## [Task goal]
Could you repeat the records below exactly, leaving out any pictures?

(Coordinate labeling data)

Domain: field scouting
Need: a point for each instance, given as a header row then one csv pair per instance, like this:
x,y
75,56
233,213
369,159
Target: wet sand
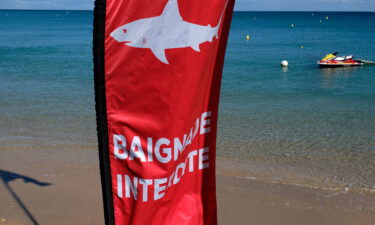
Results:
x,y
63,187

## [Full output]
Domain: field scouting
Need: a point for each instance, given as a header row then one csv pair per instance, like this:
x,y
75,56
233,213
369,159
Target: wet sand
Results:
x,y
63,187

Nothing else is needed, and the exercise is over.